ЗАДАНИЯ ДЛЯ ВЫПОЛНЕНИЯ →
• A. Воспроизведите без изменений отрывок из фрагмента о работе психотерапевта: от слов «При всей ясности» до слов «могут быть описаны.» включительно.
• B. Перескажите в виде списка абзац фрагмента о работе психотерапевта, который начинается словами «Это, конечно, не значит», сохранив его основные положения.
• C. Продолжите фрагмент о работе психотерапевта и прояснении понятий с того места, где он заканчивается.

Главная задача психотерапевта на этом этапе – создание таких условий взаимодействия, при которых проблемные паттерны клиента очевидно для него оказываются неэффективными.

При всей ясности этого утверждения стоит сказать, что этот и последний этап терапевтического процесса – этап интеграции - являются наиболее трудными для технологизации, поскольку предоставляют психотерапевту максимальный простор для профессионального творчества. Тем не менее, некоторые особенности этих этапов все же могут быть описаны.

Прежде всего, необходимо разобраться, что же подразумевается под формулировкой «создание таких условий взаимодействия, при которых проблемные паттерны клиента очевидно для него оказываются неэффективными». Речь, по сути дела, идет о том, что на этом этапе терапевт прилагает все усилия для того, чтобы разрушить те паттерны клиента, которыми порождены его проблемы. Но ведь мы с вами говорили о том, что терапевт не имеет права – да, впрочем, и возможности – ставить перед собой задачи, ответственность за выполнение которых лежит на клиенте. Посему терапевт может взять на себя лишь обязательства по созданию определенных условий. Причем важно, что речь идет о создании условий для разрушения не только проблемных поведенческих паттернов клиента, но и проблемных установок, а зачастую и его мировоззренческой позиции.

Итак, какие же средства имеются в распоряжении терапевта для создания таких условий?

К числу таких средств можно отнести простое на первый взгляд действие по прояснению понятий. Вообще говоря, психотерапия – это наука, в которой многие базовые понятия не имеют сколько-нибудь строгих определений. К таким понятиям вполне можно отнести «контакт», «принятие», «доверие», «ответственность» и т.п. При этом понятно, что такие сложные абстрактные понятия не могут быть приняты на аксиоматическом уровне, как многие понятия в точных науках. Возникает удивительный парадокс: зачастую в практической работе с клиентом психотерапевт апеллирует к вышеназванным – никак не обозначенным - понятиям, одновременно призывая клиента к «называнию своими именами» его чувств, отношений, желаний, эмоций, целей и пр. В результате ни психотерапевт с клиентом, ни психотерапевты в профессиональном общении не могут быть уверены, что говорят об одном и том же, если они пытаются ориентироваться на некую мифическую «традицию» в интерпретации заведомо многозначных понятий. И раз уж дела обстоят так в профессиональном общении психотерапевтов, то можно не сомневаться, что клиент большинство такого рода понятий также использует привычно, не пытаясь определить их для самого себя.

Это, конечно, не значит, что он вовсе не понимает слов, которые употребляет. Возникает почти мистическая ситуация: человек вкладывает в эти понятия некий смысл, не осмысляя его. Он либо использует понятия типа «доверие», «любовь», «одиночество» и т.п. как простые описания неких встречавшихся в его жизни ситуаций, либо уповает на «всем понятное» их содержание, либо объясняет их через другие, столь же неопределенные понятия, либо просто не додумывает до конца то содержание, которое сам в них вкладывает. При этом получается, что неясное самому человеку содержание в значительной степени определяет его отношение к окружающему миру и поведение в нем.

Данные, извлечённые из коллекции
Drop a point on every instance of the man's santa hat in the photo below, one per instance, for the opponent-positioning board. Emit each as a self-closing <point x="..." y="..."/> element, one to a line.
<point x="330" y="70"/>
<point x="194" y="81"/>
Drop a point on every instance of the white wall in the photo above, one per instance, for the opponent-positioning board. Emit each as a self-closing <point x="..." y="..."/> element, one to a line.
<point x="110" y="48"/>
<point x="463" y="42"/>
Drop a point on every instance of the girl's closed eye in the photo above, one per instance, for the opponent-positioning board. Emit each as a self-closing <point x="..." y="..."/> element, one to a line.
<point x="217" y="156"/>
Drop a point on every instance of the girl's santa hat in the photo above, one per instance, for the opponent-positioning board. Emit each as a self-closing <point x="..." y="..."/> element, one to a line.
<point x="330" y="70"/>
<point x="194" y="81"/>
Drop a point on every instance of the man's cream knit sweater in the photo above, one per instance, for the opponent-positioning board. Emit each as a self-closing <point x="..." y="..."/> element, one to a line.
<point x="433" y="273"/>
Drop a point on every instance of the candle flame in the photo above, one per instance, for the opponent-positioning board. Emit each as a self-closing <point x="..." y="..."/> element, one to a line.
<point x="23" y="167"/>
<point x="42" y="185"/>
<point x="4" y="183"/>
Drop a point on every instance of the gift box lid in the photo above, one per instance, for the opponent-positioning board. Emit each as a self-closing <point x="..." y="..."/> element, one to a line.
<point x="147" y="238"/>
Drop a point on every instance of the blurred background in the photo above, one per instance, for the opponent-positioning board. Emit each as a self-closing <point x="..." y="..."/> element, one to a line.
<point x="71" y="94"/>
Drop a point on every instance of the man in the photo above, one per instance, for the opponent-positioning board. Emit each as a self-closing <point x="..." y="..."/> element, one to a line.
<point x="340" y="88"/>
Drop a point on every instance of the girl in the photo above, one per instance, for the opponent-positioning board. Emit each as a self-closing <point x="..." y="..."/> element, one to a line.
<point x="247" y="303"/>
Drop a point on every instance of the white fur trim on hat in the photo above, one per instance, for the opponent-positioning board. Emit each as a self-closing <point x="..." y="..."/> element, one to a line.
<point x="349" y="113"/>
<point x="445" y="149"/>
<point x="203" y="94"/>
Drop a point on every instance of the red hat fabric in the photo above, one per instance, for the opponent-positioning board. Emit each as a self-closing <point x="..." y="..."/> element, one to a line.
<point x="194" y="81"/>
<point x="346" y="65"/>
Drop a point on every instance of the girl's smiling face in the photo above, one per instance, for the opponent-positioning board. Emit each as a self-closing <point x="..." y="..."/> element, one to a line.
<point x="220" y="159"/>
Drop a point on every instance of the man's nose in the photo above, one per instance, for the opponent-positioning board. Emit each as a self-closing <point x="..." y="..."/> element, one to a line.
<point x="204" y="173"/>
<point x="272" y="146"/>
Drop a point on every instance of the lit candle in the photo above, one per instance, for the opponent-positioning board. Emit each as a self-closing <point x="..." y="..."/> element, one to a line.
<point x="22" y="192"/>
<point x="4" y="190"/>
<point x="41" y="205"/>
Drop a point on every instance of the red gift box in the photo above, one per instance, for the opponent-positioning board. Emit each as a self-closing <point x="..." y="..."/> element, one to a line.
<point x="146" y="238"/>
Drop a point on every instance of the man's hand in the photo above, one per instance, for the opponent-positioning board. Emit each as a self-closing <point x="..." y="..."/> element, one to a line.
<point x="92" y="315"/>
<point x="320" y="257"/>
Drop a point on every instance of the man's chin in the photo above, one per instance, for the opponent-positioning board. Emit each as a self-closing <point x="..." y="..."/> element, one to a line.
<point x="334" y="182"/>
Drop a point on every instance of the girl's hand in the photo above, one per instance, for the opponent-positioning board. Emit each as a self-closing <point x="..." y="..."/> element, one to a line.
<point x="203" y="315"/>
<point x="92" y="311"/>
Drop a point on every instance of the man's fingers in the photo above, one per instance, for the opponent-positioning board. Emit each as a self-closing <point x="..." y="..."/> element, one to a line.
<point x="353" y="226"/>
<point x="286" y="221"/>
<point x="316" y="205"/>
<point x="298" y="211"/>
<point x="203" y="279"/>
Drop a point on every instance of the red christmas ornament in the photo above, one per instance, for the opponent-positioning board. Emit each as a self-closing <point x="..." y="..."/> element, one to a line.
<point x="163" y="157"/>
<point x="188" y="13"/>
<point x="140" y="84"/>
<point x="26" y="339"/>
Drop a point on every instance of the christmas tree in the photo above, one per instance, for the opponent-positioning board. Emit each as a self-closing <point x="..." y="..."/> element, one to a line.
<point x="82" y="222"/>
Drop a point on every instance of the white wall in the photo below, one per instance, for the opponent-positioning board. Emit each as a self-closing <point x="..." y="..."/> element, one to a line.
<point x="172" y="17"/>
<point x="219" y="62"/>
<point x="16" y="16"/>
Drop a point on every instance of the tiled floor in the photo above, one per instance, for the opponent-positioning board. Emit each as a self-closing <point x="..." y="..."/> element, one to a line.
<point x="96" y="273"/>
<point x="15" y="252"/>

ОТВЕТЫ К ЗАДАНИЯМ →
• A.
При всей ясности этого утверждения стоит сказать, что этот и последний этап терапевтического процесса – этап интеграции - являются наиболее трудными для технологизации, поскольку предоставляют психотерапевту максимальный простор для профессионального творчества. Тем не менее, некоторые особенности этих этапов все же могут быть описаны.

• B.
- Клиент понимает слова, которые употребляет.
- Он вкладывает в понятия некий смысл, но не осмысляет его.
- Такие понятия, как «доверие», «любовь», «одиночество», он:
  - использует как описания ситуаций из своей жизни;
  - считает «всем понятными»;
  - объясняет через другие, столь же неопределённые понятия;
  - не додумывает до конца их содержание.
- Это неясное ему самому содержание во многом определяет его отношение к миру и поведение в нём.

• C.
В этих условиях попытка добиться от клиента прояснения тех базовых понятий, через которые он описывает свои проблемы, может привести к самым что ни на есть сокрушительным результатам. Для него вполне может внезапно стать очевидным, что его позиция и установки базируются на невероятно шатком основании и, в сущности, не могут служить инструментом для понимания или выстраивания каких бы то ни было отношений и способов действия. Например, человек говорит о том, что ему очень трудно кому бы то ни было доверять. И при попытке определить, что же он называет доверием, он вдруг приходит к выводу, что для него доверие – это то, что можно обмануть. Понятно, что при таком отношении избегание любого рода доверительных отношений можно считать естественным…

Второй эффективный инструмент психотерапевта на этом этапе работы можно назвать расширением взглядов клиента за пределы осознаваемого им. Это может осуществляться и за счет доведения его убеждений до абсурда (впрочем, абсурда хотя бы относительно реалистичного), и просто посредством несколько гипертрофированного их переформулирования. Например, клиент, жалующийся на недостаток понимания со стороны окружающих, говорит о том, что в его представлении способность понимать человека состоит в том, чтобы чувствовать то же, что и он. Терапевт в этом случае вполне может поинтересоваться, обозначает ли это, что, если у его жены сломана нога, его понимание ее чувств должно выражаться в переживании точно такой же боли в соответствующей конечности. Понятно, что некоей «идеальной» целью таких интервенций терапевта опять-таки должен стать осознанный отказ клиента от подобного когнитивного паттерна.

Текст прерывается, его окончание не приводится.